This document explains the internal architecture of the dynemit library.
Dynemit uses a hybrid library architecture that supports both:
- All-in-one mode: Single library containing all features
- Modular mode: Separate libraries for each feature
This is achieved through CMake's object library pattern, which allows compiling code once and linking it into multiple targets.
dynemit/
├── src/ # Core library (CPU detection)
│ ├── dynemit.c # CPU feature detection
│ └── dynemit_features.c # Feature list (all-in-one only)
├── features/ # Individual SIMD features
│ ├── vector_add/
│ ├── vector_mul/
│ └── vector_sub/
├── include/dynemit/ # Public headers
└── tests/ # Test suite
Each feature is built as an object library (*_obj target):
add_library(vector_add_obj OBJECT vector_add.c)Object libraries compile source files but don't create an archive. The compiled objects can then be:
- Bundled into the all-in-one library
- Packaged into individual static libraries
The libdynemit.a library combines all object libraries:
add_library(dynemit STATIC
$<TARGET_OBJECTS:dynemit_core_obj>
$<TARGET_OBJECTS:vector_add_obj>
$<TARGET_OBJECTS:vector_mul_obj>
$<TARGET_OBJECTS:vector_sub_obj>
src/dynemit_features.c
)Benefits:
- Single library to link against
- All features included
- Runtime feature discovery via
dynemit_features()

GIVEN PROBLEM A:
From the dynemit architecture page:
(i) What does the all-in-one mode provide?
(ii) Which directory holds the public headers?
(iii) Which function gives runtime feature discovery?
The rows that come next are unrelated to the dynemit architecture page.

SUPPLIED ENTRIES:
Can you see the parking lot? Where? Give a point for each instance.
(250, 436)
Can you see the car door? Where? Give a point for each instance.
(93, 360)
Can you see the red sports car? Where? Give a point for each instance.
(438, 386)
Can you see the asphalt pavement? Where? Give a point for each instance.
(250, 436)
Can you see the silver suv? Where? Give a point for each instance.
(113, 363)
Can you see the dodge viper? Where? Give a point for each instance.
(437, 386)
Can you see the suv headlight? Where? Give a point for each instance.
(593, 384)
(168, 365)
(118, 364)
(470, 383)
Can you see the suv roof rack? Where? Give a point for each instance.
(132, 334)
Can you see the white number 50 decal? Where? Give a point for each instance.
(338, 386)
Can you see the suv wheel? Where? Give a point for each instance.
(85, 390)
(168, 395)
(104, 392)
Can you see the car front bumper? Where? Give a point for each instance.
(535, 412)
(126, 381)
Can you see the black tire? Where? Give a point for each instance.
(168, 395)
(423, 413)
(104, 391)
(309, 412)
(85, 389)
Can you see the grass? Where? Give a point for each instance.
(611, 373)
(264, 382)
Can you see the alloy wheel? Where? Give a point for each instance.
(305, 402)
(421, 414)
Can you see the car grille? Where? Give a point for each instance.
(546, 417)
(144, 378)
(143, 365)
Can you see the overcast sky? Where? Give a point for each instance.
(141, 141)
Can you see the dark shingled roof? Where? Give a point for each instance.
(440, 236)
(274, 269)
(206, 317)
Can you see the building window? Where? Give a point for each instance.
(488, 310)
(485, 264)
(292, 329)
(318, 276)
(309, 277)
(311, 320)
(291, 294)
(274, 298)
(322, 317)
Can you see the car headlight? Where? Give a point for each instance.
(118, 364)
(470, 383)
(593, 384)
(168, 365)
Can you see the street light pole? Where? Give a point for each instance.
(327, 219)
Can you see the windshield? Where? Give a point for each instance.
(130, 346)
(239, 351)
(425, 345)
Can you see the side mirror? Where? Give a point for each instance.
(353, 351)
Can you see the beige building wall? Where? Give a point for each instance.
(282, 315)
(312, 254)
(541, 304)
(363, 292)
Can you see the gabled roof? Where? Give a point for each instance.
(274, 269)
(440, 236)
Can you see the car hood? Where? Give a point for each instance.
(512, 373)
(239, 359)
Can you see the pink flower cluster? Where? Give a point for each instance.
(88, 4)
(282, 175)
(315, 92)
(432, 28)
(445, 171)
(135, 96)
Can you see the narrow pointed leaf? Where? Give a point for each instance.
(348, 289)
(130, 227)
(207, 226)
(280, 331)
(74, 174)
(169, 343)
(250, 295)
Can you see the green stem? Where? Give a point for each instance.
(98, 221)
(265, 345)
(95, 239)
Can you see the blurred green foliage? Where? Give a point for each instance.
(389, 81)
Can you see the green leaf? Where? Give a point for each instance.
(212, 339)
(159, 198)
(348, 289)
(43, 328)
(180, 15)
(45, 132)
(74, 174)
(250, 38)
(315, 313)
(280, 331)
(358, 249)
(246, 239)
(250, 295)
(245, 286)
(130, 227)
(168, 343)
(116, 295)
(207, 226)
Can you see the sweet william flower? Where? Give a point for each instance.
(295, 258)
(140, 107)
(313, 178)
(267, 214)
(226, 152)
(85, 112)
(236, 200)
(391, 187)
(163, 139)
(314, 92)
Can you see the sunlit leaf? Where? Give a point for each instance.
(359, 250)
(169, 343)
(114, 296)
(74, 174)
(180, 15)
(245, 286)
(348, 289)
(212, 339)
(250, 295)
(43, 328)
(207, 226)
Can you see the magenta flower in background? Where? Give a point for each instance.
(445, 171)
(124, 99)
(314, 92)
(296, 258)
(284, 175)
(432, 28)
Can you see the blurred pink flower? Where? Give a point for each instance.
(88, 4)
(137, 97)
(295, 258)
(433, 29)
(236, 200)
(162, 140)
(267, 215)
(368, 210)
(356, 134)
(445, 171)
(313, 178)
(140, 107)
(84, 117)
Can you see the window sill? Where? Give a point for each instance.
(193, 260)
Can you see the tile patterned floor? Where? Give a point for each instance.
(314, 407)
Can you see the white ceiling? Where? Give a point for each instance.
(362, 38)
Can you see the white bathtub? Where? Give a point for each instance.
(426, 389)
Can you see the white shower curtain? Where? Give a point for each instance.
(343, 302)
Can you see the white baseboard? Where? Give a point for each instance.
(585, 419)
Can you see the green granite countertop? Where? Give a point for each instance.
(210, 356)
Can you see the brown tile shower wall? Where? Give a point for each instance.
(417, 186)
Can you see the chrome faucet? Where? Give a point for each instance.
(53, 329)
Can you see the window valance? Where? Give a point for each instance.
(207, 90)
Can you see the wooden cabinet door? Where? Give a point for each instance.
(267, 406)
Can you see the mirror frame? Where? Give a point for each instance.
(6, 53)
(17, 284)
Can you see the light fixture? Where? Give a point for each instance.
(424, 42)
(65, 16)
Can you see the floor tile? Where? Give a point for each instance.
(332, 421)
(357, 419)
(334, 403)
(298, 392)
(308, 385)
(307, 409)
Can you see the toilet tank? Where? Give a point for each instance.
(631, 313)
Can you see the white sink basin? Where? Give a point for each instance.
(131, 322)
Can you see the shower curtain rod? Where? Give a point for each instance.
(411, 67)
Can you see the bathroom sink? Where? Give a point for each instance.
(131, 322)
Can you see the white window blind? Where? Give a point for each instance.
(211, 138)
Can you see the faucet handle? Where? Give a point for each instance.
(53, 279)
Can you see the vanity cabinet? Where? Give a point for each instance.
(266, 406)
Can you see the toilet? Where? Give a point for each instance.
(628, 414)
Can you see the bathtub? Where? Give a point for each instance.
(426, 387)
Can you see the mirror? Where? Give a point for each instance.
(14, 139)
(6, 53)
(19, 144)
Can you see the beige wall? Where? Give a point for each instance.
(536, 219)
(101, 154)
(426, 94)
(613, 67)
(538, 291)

GIVEN PROBLEM B: Can you output the rows verbatim, starting at the row containing "Can you see the toilet?" and ending with the last row, both included?

TASK RESULT A:
(i) A single library containing all features.
(ii) include/dynemit/
(iii) dynemit_features()

TASK RESULT B:
Can you see the toilet? Where? Give a point for each instance.
(628, 414)
Can you see the bathtub? Where? Give a point for each instance.
(426, 387)
Can you see the mirror? Where? Give a point for each instance.
(14, 139)
(6, 53)
(19, 144)
Can you see the beige wall? Where? Give a point for each instance.
(536, 219)
(101, 154)
(426, 94)
(613, 67)
(538, 291)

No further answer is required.